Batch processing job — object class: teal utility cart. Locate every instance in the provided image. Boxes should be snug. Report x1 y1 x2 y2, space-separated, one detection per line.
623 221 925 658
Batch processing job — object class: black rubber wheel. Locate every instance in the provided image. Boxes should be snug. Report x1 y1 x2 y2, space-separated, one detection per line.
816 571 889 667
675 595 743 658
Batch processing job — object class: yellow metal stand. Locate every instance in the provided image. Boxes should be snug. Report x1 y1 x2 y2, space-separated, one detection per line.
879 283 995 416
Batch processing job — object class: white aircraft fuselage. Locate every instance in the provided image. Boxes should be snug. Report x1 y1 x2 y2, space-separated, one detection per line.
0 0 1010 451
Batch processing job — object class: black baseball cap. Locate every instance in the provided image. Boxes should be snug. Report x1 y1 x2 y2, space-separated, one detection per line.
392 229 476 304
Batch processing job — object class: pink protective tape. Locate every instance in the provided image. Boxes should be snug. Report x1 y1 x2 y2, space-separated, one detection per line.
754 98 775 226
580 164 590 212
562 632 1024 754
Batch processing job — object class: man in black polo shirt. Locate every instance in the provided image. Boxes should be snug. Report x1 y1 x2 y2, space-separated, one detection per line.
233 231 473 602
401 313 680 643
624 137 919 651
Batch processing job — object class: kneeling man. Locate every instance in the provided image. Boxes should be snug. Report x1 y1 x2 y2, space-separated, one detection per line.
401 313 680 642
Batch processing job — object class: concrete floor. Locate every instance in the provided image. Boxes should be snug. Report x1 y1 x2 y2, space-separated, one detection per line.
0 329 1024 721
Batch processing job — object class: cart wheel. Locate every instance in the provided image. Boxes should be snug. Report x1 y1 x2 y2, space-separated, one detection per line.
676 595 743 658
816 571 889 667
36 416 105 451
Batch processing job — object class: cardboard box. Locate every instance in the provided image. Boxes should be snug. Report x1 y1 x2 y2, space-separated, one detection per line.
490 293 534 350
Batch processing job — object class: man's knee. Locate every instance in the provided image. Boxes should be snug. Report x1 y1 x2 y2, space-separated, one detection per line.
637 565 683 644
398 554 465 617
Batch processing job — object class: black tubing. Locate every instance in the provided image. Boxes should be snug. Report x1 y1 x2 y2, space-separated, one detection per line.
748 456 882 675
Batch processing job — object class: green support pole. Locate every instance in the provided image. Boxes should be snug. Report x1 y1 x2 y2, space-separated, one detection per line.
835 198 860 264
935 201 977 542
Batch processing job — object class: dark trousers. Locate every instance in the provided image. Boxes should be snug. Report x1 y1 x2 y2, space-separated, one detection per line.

##############################

Written problem: How many lines in the data above contain the string "utility", matching case exactly? Reply with the number only.

Correct answer: 1